_EXERCISE DESCRIPTION_: Throughout the listing below, show every line in which "riding" occurs.

_SUPPLIED RECORDS_:
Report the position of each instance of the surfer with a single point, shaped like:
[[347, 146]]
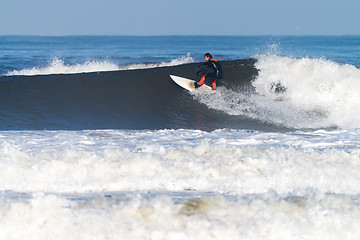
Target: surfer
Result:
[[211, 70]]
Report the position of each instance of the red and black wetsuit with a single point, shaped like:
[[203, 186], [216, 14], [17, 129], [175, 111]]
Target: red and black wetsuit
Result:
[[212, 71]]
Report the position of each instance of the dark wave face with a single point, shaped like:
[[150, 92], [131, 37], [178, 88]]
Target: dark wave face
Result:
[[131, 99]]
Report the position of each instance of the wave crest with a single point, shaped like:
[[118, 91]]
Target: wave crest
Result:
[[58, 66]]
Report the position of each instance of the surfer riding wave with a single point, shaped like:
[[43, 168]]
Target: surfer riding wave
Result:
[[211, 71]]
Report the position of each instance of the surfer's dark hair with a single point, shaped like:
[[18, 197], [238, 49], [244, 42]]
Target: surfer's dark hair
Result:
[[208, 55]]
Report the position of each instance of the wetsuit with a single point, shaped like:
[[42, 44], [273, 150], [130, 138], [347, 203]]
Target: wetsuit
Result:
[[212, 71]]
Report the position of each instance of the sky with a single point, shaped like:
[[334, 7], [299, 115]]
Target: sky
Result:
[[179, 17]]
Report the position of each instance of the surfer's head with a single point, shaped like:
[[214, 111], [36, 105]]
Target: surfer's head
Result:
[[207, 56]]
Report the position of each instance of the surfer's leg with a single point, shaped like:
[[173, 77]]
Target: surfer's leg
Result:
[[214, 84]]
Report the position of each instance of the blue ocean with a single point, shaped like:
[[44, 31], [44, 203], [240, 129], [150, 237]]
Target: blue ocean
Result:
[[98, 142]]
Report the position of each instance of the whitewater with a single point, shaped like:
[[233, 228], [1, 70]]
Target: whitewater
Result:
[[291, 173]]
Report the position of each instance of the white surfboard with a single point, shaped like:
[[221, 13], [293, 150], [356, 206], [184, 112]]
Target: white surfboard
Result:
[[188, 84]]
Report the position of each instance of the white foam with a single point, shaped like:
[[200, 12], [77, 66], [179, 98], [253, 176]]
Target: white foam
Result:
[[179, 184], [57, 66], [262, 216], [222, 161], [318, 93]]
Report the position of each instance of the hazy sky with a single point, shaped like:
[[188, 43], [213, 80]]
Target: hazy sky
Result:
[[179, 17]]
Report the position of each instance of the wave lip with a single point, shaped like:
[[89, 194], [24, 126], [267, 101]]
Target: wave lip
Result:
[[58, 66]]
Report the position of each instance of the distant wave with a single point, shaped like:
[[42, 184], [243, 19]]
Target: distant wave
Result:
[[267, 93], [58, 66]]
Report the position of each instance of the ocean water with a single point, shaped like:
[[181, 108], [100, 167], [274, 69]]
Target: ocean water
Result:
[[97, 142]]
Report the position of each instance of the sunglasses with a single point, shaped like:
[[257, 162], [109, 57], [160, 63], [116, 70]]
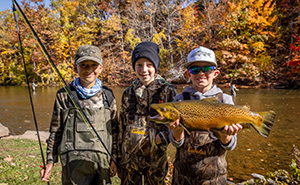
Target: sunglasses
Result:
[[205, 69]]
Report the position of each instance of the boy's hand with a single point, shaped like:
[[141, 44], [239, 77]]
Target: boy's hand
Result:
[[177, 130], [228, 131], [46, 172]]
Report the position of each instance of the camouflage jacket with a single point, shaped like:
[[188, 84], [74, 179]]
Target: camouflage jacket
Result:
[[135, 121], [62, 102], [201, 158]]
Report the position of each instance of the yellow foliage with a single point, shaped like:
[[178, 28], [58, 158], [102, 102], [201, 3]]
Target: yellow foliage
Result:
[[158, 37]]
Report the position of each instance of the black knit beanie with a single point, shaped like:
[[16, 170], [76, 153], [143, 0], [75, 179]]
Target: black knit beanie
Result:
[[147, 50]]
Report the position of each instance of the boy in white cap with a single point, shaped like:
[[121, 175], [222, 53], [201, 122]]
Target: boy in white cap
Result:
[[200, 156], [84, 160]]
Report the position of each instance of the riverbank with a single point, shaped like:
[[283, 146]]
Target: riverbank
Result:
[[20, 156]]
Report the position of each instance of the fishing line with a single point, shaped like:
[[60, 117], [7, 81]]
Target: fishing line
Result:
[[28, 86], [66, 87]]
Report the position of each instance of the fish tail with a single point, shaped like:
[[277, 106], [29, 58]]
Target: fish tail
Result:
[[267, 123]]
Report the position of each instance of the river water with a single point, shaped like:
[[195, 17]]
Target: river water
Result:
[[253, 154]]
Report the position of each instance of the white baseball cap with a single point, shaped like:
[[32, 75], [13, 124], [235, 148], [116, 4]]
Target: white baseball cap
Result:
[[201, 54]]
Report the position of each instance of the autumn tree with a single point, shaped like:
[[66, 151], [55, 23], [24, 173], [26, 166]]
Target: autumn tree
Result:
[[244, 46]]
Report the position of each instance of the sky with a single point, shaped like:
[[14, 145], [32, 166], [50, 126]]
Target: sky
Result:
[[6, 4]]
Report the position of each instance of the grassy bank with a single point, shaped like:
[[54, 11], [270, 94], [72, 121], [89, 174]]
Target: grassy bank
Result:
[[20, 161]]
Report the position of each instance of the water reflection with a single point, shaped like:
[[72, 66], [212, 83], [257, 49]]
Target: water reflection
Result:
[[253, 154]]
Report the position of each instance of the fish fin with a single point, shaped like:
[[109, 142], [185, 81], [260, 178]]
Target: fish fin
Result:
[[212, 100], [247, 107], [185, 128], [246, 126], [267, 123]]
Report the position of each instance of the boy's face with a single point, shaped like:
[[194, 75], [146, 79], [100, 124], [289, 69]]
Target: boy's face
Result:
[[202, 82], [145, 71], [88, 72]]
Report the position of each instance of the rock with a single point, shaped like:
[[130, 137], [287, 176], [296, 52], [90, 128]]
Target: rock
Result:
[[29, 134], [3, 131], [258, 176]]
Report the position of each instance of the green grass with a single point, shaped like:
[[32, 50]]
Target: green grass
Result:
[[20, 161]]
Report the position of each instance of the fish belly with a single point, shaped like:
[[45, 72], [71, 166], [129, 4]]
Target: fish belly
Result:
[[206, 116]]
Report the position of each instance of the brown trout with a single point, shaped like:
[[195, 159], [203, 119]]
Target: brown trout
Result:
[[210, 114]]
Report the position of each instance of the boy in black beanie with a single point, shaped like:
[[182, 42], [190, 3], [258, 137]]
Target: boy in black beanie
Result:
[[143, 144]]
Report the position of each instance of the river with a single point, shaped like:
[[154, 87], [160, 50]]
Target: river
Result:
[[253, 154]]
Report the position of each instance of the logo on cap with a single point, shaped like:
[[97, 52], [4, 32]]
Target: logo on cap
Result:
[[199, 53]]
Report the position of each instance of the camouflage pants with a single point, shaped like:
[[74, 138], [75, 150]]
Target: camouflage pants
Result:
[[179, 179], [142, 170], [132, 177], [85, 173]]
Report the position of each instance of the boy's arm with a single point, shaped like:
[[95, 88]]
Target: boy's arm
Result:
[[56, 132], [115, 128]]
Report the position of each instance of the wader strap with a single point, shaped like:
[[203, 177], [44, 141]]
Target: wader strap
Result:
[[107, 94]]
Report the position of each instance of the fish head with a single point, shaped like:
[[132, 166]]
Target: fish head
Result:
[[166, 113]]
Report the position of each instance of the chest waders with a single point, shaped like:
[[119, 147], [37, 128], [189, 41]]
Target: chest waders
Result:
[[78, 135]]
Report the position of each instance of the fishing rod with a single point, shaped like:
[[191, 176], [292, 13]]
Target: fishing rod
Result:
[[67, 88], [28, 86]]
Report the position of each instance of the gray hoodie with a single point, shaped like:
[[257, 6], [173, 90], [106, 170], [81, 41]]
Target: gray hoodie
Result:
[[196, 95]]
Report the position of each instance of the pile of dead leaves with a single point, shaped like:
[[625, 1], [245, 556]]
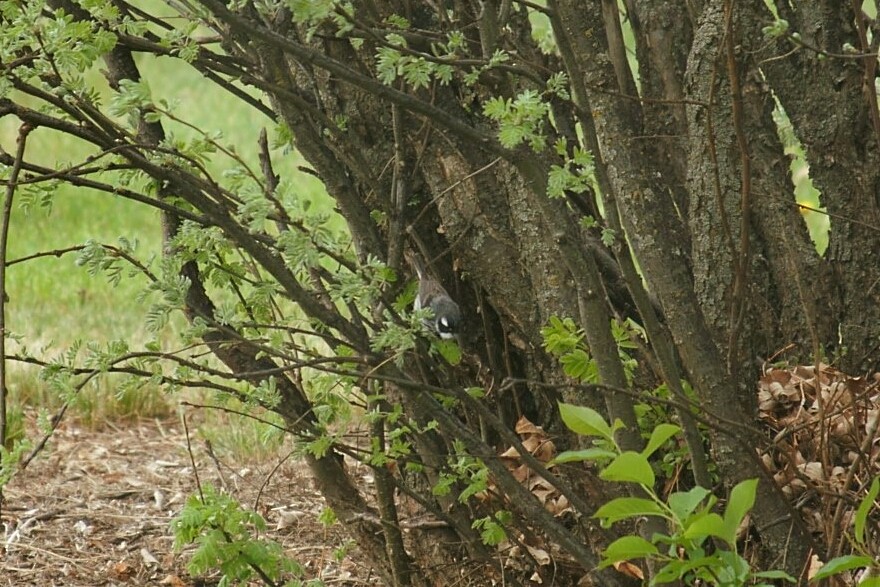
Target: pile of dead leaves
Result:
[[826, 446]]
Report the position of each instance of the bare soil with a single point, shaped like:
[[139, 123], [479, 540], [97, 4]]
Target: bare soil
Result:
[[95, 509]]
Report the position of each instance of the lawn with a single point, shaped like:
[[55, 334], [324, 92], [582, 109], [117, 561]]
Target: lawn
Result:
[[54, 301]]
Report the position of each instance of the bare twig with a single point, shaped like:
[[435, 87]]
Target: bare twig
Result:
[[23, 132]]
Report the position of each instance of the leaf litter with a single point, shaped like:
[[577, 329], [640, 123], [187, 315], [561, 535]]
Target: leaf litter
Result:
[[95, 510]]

_EXERCISE SOLUTION_:
Report the position of each instance of the surfer riding wave with a single point, shaped like:
Target: surfer riding wave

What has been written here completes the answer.